## Given instruction 1
Write out the rows from the line with "Drop one marker on each instance of the fighter" up to and including the line with "[[179, 91], [58, 94]]", exactly as they appear.

## Source extract
++++++++++++++++++++

The bot is currently being used to categorize a bunch of biographical articles by year of birth and death. These categorizations do not have consensus, are against the policy at Wikipedia:Categories, lists, and series boxes, and people are finding errors in them.
For now, I'm blocking the bot as unapproved to do what it is doing and as messing up articles, but I wanted to start a discussion here about the bot so that it can, hopefully, get reapproved with some description of what it's actually supposed to be doing. Snowspinner 20:35, Sep 26, 2004 (UTC)
That a number of people are still complaining about the categories makes me wary of their expansion. As I've said, they don't seem to fit in with Wikipedia:Categories, lists, and series boxes. But that's OK - it's just that the bot's approval was more than a little vague. Snowspinner 21:39, Sep 26, 2004 (UTC)
A bit of care with this bot please - it added [[Category:1981 births]] to Owen Hargreaves over 3 days after this article had a copyvio notice slapped on it. Articles with copyvio notices should not be edited at all. -- Arwel 14:28, 2 Oct 2004 (UTC)

++++++++++++++++++++

## Supplied records

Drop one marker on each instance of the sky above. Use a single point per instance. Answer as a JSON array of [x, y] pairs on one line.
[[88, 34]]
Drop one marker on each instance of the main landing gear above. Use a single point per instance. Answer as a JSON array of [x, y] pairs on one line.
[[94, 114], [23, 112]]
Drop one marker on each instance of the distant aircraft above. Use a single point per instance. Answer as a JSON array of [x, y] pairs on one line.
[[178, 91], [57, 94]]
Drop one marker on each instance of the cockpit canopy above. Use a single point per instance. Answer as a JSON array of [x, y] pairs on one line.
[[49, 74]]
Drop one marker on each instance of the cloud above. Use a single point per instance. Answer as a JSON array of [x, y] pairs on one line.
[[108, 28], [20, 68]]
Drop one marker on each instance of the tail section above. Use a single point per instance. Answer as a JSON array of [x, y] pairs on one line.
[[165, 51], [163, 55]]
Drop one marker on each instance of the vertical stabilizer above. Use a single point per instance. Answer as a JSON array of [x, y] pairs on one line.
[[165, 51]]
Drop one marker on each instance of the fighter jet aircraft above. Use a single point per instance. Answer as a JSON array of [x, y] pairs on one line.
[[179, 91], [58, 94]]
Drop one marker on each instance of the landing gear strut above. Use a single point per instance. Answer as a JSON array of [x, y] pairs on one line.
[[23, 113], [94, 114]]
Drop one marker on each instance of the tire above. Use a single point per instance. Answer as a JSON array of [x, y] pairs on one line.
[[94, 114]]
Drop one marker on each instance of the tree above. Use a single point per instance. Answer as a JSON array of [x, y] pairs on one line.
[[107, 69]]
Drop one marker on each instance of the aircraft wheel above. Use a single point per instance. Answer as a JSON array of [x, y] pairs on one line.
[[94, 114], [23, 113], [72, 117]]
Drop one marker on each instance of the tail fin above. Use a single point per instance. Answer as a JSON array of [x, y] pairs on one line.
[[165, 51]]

++++++++++++++++++++

## Given instruction 2
Give the bot discussion again from "The bot is currently" up to and including "errors in them.", swapping "bot" for "script".

## Written solution 1
Drop one marker on each instance of the fighter jet aircraft above. Use a single point per instance. Answer as a JSON array of [x, y] pairs on one line.
[[179, 91], [58, 94]]

## Written solution 2
The script is currently being used to categorize a bunch of biographical articles by year of birth and death. These categorizations do not have consensus, are against the policy at Wikipedia:Categories, lists, and series boxes, and people are finding errors in them.